Image point grounding data:
◇ ◇ ◇

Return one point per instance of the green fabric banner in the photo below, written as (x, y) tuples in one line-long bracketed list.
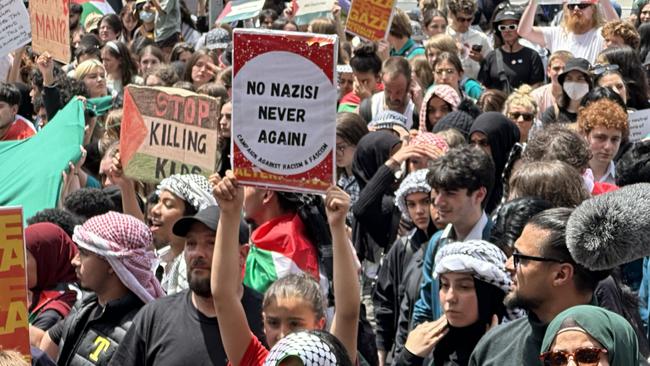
[(30, 170)]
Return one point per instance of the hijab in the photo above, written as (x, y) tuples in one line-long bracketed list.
[(611, 330), (502, 135), (372, 151)]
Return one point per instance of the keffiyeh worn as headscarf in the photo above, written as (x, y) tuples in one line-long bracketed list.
[(123, 241), (311, 349), (191, 188)]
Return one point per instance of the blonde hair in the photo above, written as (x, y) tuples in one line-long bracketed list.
[(86, 68), (521, 97)]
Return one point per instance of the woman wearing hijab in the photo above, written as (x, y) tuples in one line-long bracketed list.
[(49, 271), (496, 135), (590, 335), (473, 284)]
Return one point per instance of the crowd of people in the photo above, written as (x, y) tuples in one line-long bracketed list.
[(472, 147)]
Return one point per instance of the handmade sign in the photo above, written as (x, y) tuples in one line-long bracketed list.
[(168, 131), (14, 324), (284, 109), (50, 28), (370, 19), (14, 26)]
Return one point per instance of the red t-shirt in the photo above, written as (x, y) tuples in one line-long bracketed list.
[(19, 130)]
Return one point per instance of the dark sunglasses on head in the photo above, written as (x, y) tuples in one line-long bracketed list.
[(581, 356), (582, 6), (526, 116), (504, 27)]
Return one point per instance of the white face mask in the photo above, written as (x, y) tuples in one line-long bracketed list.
[(576, 89)]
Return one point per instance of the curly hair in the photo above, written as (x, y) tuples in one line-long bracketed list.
[(622, 29), (605, 113), (462, 6), (521, 97), (554, 181)]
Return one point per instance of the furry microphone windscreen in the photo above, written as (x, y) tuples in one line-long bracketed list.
[(611, 229)]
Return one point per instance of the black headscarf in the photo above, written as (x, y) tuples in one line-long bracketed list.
[(462, 341), (372, 151), (502, 135)]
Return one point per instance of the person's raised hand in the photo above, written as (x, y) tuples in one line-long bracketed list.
[(337, 205), (426, 336), (228, 192)]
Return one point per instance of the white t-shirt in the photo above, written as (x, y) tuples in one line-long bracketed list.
[(587, 45)]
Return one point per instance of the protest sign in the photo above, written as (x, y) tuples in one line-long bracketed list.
[(14, 321), (168, 131), (284, 109), (50, 28), (370, 19), (639, 124), (239, 10), (14, 26), (307, 10)]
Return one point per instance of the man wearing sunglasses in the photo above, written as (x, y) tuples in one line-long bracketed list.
[(473, 43), (579, 31), (546, 281)]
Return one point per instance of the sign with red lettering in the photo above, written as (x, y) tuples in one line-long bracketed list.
[(14, 321), (370, 19), (50, 21), (168, 131), (284, 109)]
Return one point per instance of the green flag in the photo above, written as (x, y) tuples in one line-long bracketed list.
[(30, 170)]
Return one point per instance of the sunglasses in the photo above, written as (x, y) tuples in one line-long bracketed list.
[(601, 69), (582, 356), (526, 116), (578, 6), (518, 257), (504, 27)]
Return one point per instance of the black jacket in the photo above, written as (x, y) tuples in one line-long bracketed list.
[(92, 334)]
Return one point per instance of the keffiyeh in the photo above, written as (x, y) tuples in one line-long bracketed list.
[(123, 241), (191, 188)]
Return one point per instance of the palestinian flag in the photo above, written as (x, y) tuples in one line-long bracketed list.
[(100, 7), (280, 248)]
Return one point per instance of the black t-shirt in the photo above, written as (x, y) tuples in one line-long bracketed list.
[(522, 67), (171, 331)]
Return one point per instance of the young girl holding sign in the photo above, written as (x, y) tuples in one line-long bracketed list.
[(291, 303)]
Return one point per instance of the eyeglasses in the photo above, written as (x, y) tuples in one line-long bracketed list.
[(505, 27), (445, 71), (601, 69), (518, 257), (581, 356), (582, 6), (526, 116)]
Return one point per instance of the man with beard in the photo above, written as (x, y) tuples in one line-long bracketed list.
[(182, 329), (546, 281), (579, 32), (396, 77)]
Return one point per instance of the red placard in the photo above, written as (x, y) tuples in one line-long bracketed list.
[(284, 109), (14, 325), (370, 19)]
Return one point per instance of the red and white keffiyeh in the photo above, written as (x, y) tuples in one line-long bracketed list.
[(123, 241)]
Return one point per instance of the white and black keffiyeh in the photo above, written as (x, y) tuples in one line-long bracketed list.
[(482, 259), (414, 182), (192, 188), (311, 349)]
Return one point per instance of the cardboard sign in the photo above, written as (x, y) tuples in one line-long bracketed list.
[(14, 323), (307, 10), (239, 10), (639, 124), (370, 19), (284, 109), (168, 131), (50, 21), (14, 26)]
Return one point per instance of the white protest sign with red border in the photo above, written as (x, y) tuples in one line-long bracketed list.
[(284, 109)]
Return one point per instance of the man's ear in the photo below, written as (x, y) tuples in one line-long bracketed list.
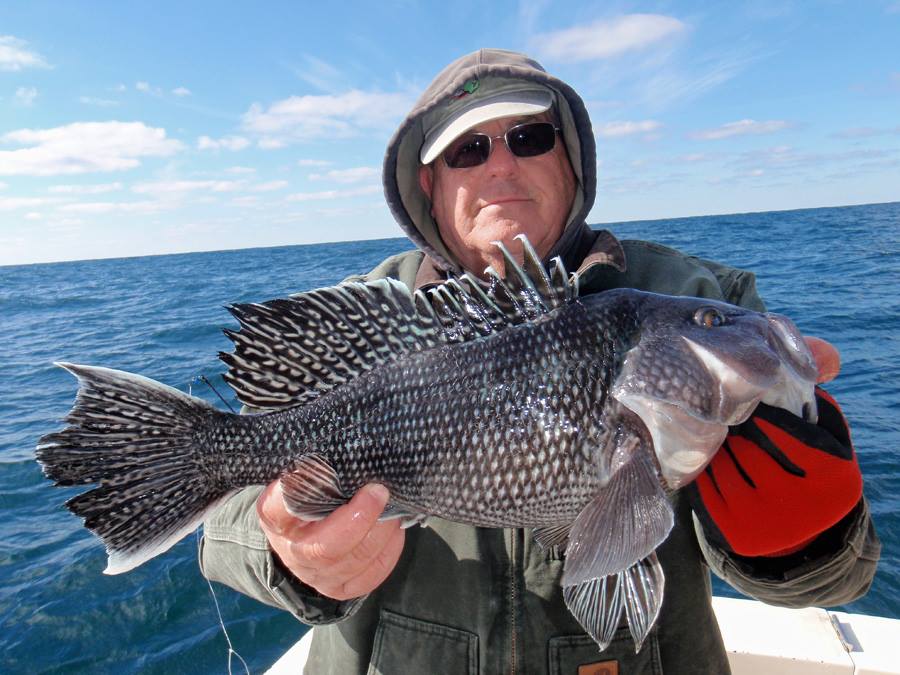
[(426, 179)]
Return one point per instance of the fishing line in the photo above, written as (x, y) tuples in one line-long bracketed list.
[(203, 379), (212, 592)]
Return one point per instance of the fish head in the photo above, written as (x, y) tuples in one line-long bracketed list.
[(694, 367)]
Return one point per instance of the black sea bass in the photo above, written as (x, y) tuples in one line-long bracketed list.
[(519, 406)]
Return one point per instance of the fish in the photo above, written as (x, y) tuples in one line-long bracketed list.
[(518, 403)]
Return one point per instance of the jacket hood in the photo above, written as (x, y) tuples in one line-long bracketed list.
[(486, 69)]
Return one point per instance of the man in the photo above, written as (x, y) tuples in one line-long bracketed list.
[(494, 148)]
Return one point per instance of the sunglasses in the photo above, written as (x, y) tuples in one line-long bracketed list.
[(523, 140)]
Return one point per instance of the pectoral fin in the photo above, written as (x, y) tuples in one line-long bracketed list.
[(312, 490), (552, 535), (624, 523)]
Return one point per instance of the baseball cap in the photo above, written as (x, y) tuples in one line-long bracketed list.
[(480, 102)]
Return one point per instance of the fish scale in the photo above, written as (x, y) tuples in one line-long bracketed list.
[(522, 405)]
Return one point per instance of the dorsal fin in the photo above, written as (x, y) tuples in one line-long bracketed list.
[(525, 293), (290, 351)]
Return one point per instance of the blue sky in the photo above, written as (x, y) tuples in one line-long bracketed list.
[(134, 128)]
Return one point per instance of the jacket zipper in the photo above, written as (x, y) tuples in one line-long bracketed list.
[(514, 535)]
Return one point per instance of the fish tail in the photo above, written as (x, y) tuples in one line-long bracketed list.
[(140, 441)]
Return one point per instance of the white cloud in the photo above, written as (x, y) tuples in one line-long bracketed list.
[(618, 129), (741, 128), (333, 194), (26, 95), (15, 203), (246, 202), (83, 147), (232, 143), (179, 187), (147, 88), (270, 186), (319, 74), (100, 102), (608, 38), (99, 208), (866, 132), (85, 189), (354, 175), (14, 55), (300, 118)]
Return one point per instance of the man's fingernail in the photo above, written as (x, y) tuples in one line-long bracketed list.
[(378, 491)]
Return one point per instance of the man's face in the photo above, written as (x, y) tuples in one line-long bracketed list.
[(497, 200)]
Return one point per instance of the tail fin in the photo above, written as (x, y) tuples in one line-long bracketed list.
[(135, 438)]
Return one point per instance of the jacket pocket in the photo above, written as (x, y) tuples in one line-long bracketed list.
[(405, 645), (569, 653)]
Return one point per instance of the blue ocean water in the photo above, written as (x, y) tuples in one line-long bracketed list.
[(835, 271)]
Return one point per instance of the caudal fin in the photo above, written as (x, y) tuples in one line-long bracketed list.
[(137, 440)]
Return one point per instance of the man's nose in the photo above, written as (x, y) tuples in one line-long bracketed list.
[(501, 161)]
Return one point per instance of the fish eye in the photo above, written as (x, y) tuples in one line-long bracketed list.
[(709, 317)]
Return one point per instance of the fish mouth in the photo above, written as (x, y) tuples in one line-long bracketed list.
[(797, 372), (683, 442), (688, 417)]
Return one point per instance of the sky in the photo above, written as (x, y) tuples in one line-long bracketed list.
[(138, 128)]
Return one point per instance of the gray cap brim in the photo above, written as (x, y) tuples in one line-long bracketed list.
[(479, 110)]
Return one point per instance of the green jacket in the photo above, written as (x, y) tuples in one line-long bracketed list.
[(476, 600)]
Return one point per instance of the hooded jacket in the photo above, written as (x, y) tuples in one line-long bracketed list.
[(486, 601)]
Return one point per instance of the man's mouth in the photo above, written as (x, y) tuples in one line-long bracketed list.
[(505, 200)]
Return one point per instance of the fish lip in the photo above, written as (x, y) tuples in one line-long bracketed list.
[(737, 395)]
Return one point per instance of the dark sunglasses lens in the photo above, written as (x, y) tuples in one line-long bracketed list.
[(530, 140), (468, 151)]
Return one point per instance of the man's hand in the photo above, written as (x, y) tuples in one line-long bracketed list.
[(828, 360), (779, 482), (344, 556)]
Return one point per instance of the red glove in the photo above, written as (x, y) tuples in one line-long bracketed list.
[(778, 482)]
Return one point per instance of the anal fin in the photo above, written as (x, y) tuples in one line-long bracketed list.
[(598, 604), (407, 518), (312, 490), (624, 523)]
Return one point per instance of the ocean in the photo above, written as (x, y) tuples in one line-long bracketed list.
[(835, 271)]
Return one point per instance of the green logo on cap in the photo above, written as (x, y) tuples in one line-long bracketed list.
[(469, 87)]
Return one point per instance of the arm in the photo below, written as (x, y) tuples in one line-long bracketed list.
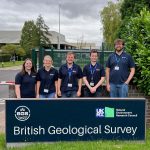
[(86, 82), (107, 79), (37, 89), (59, 85), (132, 72), (17, 90), (79, 87)]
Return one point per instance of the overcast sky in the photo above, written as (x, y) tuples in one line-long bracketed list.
[(79, 19)]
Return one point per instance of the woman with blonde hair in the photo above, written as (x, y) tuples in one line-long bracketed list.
[(25, 81), (47, 78)]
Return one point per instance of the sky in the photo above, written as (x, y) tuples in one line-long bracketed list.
[(79, 19)]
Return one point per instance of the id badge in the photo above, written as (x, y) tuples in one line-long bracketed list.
[(69, 85), (45, 90), (91, 83), (116, 67)]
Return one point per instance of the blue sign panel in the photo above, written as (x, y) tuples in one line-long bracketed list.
[(74, 119)]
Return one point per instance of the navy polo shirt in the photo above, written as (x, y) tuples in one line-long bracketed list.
[(47, 80), (64, 76), (124, 62), (96, 75), (27, 84)]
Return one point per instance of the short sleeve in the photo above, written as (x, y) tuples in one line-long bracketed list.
[(18, 78)]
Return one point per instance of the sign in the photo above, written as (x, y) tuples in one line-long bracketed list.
[(74, 119)]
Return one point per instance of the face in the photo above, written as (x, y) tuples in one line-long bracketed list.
[(118, 46), (28, 65), (94, 57), (70, 58), (47, 62)]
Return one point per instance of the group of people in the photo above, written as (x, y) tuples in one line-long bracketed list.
[(67, 82)]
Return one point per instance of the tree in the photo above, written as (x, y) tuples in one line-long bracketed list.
[(111, 20), (43, 32), (129, 9), (12, 50), (132, 8), (29, 37), (137, 36)]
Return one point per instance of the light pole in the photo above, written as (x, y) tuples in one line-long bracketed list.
[(59, 29)]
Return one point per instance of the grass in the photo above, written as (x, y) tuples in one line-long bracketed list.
[(10, 64), (93, 145)]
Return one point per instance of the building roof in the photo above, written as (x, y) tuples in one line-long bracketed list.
[(14, 37)]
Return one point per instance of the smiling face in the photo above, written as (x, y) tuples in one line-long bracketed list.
[(70, 58), (119, 46), (28, 65), (94, 57), (47, 62)]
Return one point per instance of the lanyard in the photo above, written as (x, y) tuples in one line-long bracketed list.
[(117, 59), (92, 70), (70, 70)]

◇ ◇ ◇

**Task objective**
Write out exactly the lines starting with the one that holds "Return one point per instance of the building" and running through the last line above.

**Your solution**
Return one point per instance of the building roof in the photo above, written as (x, y) tuples in one line-long bracketed list.
[(14, 37)]
Return one point per instance of the smiling face in the photo above, written as (x, y) tuples in one line-long bracketed list.
[(70, 58), (119, 46), (28, 65), (94, 57), (47, 62)]
Return one point per instance of the lanyard in the photo above, written as (x, y) tuples in one line-long bracketed list.
[(117, 59), (92, 70), (70, 70)]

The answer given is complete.